Copy out all of the following material line for line, without changing anything.
--- start of RAW RECORDS ---
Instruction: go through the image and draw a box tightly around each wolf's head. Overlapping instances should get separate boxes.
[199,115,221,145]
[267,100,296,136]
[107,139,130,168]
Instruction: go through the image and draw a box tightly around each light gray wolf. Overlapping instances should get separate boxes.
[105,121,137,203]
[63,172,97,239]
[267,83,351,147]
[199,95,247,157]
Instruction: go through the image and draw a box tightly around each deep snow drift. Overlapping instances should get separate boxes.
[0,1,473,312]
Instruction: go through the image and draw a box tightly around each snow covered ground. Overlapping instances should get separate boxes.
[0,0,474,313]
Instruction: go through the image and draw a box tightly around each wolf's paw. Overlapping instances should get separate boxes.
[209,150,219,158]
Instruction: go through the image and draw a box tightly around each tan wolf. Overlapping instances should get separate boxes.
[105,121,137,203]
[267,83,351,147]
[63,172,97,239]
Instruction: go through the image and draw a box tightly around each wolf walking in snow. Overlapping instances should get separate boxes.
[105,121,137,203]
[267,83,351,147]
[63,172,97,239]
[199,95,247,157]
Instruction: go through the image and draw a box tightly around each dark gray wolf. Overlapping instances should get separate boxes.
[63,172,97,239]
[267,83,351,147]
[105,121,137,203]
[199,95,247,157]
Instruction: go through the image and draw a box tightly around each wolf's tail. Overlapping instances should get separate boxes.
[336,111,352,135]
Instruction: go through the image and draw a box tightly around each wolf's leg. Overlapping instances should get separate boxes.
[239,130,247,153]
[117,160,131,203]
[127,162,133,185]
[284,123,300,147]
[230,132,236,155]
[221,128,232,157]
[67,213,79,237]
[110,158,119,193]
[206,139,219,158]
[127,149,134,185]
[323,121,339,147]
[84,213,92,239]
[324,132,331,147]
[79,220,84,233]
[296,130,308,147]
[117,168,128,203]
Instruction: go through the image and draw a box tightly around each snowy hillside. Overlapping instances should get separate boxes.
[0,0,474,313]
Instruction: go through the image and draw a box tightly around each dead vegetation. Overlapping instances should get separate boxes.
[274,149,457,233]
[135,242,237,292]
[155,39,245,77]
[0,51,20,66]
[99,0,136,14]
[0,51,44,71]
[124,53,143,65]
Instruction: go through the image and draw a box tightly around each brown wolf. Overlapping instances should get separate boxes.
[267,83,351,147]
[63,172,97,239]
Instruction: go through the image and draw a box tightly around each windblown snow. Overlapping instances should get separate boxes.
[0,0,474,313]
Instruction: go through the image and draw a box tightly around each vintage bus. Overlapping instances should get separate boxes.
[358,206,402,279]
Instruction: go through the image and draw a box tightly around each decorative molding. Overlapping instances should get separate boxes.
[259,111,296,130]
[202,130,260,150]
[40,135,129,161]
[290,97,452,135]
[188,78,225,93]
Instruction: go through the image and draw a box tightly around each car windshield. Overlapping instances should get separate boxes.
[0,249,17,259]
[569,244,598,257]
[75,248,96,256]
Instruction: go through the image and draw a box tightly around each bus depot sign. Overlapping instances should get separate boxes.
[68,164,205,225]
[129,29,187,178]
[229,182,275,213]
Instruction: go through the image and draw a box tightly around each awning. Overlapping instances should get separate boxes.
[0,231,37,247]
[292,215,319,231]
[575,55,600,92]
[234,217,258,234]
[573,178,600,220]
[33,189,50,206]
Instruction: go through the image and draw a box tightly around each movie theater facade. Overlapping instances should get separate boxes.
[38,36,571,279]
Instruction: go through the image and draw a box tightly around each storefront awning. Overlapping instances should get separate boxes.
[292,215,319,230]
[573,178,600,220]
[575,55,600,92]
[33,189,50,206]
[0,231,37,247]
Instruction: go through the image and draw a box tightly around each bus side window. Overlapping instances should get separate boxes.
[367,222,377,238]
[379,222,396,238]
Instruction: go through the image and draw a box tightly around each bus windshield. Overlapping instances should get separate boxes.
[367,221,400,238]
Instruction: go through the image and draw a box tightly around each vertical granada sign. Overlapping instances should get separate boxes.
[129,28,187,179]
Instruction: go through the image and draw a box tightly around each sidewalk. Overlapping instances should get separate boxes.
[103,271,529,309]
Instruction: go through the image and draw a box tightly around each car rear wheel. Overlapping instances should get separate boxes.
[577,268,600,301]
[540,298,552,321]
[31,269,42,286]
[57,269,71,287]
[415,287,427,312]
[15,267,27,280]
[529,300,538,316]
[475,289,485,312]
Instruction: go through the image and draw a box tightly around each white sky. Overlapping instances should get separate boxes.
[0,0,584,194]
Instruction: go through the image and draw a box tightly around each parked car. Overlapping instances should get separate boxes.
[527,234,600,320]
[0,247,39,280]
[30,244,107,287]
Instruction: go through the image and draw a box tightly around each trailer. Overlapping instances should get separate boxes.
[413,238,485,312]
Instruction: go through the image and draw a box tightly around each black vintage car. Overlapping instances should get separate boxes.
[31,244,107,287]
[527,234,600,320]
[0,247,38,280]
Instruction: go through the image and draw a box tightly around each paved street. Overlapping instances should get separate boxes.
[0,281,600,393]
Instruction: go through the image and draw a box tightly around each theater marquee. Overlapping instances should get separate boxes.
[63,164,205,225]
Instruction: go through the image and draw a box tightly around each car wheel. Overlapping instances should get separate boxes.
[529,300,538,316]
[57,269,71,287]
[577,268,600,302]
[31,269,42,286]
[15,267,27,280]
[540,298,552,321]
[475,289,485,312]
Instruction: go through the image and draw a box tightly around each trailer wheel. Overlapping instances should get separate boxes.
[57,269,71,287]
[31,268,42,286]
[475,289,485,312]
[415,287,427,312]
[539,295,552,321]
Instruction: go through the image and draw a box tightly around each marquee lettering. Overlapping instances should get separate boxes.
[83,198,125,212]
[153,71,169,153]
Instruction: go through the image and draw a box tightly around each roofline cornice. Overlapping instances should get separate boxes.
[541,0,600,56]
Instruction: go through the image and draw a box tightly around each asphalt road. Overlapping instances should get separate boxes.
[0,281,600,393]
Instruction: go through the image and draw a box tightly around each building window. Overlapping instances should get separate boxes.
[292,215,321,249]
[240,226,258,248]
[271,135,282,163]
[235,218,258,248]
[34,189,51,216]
--- end of RAW RECORDS ---
**CORRECT RESPONSE:**
Instruction: go through the image and draw a box tightly around each wolf's head. Overlapping instances should get separate boxes.
[199,115,221,145]
[267,100,296,136]
[107,139,130,168]
Instruction: go through the image and draw a box tightly around each light gray wolf. Overlapping instances should get separate boxes.
[105,121,137,203]
[63,172,97,239]
[267,83,351,147]
[199,95,247,157]
Instruction: go through the image and draw a box tightly around each deep snow drift. Overlapping instances should get separate boxes.
[0,1,473,312]
Instruction: go through the image and draw a box tightly around each snow covered ground. Overlapping instances should get separate boxes.
[0,0,474,313]
Instruction: go through the image and draw a box tightly around each wolf's paw. Overlapping instances should get separate boxes.
[209,150,219,158]
Instruction: go through the image and draw a box tightly around each tan wolf. Overlapping instances should get separate boxes.
[105,121,137,203]
[267,83,351,147]
[63,172,97,239]
Instruction: go through the image and draw a box tightly around each wolf walking in snow. Overlapping instances should get separate boxes.
[105,121,137,203]
[267,83,351,147]
[63,172,97,239]
[199,95,247,157]
Instruction: go through the image and draw a box tightly around each dark gray wolf. Overlapping instances should get separate boxes.
[63,172,97,239]
[267,83,351,147]
[105,121,137,203]
[199,95,247,157]
Instruction: go through the image and draw a box tightly around each wolf's tail. Overlapping instances should get separate boxes.
[336,111,352,135]
Instruction: go through the image and draw a box tightly around each wolf's leg. Overlapping instances should get separate boxes.
[239,130,247,153]
[117,160,131,203]
[127,162,133,185]
[284,123,300,147]
[230,132,236,155]
[221,128,232,157]
[67,213,79,237]
[110,158,119,193]
[206,139,219,158]
[127,149,134,185]
[323,121,339,147]
[84,213,92,239]
[324,132,331,147]
[79,220,84,233]
[296,130,308,147]
[117,168,128,203]
Instruction: go through the image and draw a box tightly around each snowy hillside. Overlapping instances should get separate boxes.
[0,0,474,313]
Instruction: go through the image and draw a box tightly around each dead vegetation. Overlapping instances should get separate boxes.
[274,149,457,233]
[135,242,237,292]
[155,39,245,77]
[0,51,20,66]
[99,0,136,14]
[0,51,44,71]
[124,53,143,65]
Instruction: go through the image and draw a box tightly around each brown wolf. Overlapping instances should get separate boxes.
[267,83,351,147]
[63,172,97,239]
Instruction: go through the image and draw a box tightly around each windblown snow. Overlapping instances should get separate boxes.
[0,0,474,313]
Instruction: go through the image and draw a box tightly around each vintage bus. Overlapping instances should get separate boxes.
[358,206,402,279]
Instruction: go through the image and draw a box tightly around each decorative molding. Overlapping instances should get separate boxes.
[259,111,296,130]
[202,130,260,150]
[40,135,129,161]
[290,97,452,135]
[188,78,225,93]
Instruction: go through the image and draw a box tightly around each car windshield. Overlapping instances should get separate boxes.
[0,249,17,259]
[569,244,598,257]
[75,248,96,256]
Instruction: go through the image and draw a box tightly around each bus depot sign. Overlapping instances should get separate boxes.
[68,164,205,225]
[129,29,187,178]
[229,182,275,213]
Instruction: go through the image and draw a box tightly around each awning. Overlapping instances should get separate boxes.
[0,231,37,247]
[292,215,319,231]
[575,55,600,92]
[234,217,258,234]
[573,178,600,220]
[33,189,50,206]
Instruction: go through the image and draw a box tightly around each movie theater facade. Overlapping instances should get separate boxes.
[38,36,571,279]
Instruction: go through the image and draw a box tightly around each storefront awning. Overlapping instances should get separate boxes.
[292,215,319,230]
[573,178,600,220]
[575,55,600,92]
[33,189,50,206]
[0,231,37,247]
Instruction: go through the image and draw a box tightly around each bus side window. Overlapping instances should get separate boxes.
[367,222,377,238]
[379,222,396,238]
Instruction: go through the image and draw a box tightly around each bus windshield. Overlapping instances should get separate boxes.
[367,221,400,238]
Instruction: go through the image and draw a box tightly around each vertical granada sign. Overlapping instances should get separate boxes.
[129,28,187,179]
Instruction: go through the image and draw a box tightly around each sidewalk. Overlapping instances should get separate boxes.
[103,271,529,309]
Instruction: go through the image and draw a box tightly around each car rear wheel. Overlapping instances should get separate boxes.
[577,268,600,301]
[540,298,552,321]
[31,269,42,286]
[57,269,71,287]
[415,287,427,312]
[15,267,27,280]
[529,300,538,316]
[475,289,485,312]
Instruction: go through the image and draw a box tightly around each white sky. Overlapping instances should get separate boxes.
[0,0,584,194]
Instruction: go through the image and draw a box tightly around each parked car. Overlapping instances should get separate boxes.
[527,234,600,320]
[0,247,39,280]
[30,244,107,287]
Instruction: go through the image and draw a box tightly around each trailer. Overlapping instances should get separate boxes.
[413,238,485,312]
Instruction: go through the image and draw a box tightly around each black vintage car. Overlapping instances should get separate boxes.
[31,244,107,287]
[527,234,600,320]
[0,247,38,280]
Instruction: go through the image and draw a box tightly around each paved street. Overlapping instances should get separate boxes.
[0,281,600,393]
Instruction: go through the image and draw a box tightly around each theater marquee. Overlapping instances should get separate boxes.
[63,164,205,225]
Instruction: go through the image and draw a box tightly around each car wheel. Overlapping instances should get separate boxes.
[529,300,538,316]
[57,269,71,287]
[577,268,600,302]
[31,269,42,286]
[15,267,27,280]
[540,298,552,321]
[475,289,485,312]
Instruction: go through the image and draw a box tightly around each trailer wheel. Overlapping instances should get separate boxes.
[57,269,71,287]
[31,268,42,286]
[475,289,485,312]
[415,287,427,312]
[539,295,552,321]
Instruction: go through the image and draw a box tightly around each marquee lettering. Overlapping instances should get separate boxes.
[83,198,125,212]
[153,71,169,153]
Instruction: go through the image and draw a box tightly around each roofline cornice. Overlapping instances should get separate boxes.
[541,0,600,56]
Instruction: go through the image and draw a box tightly around each asphalt road. Overlapping instances should get separate boxes.
[0,281,600,393]
Instruction: go through the image and draw a box tightly around each building window. Overlapping instances should get separate boxes.
[292,215,321,249]
[240,226,258,248]
[271,135,282,163]
[235,218,258,248]
[34,189,51,216]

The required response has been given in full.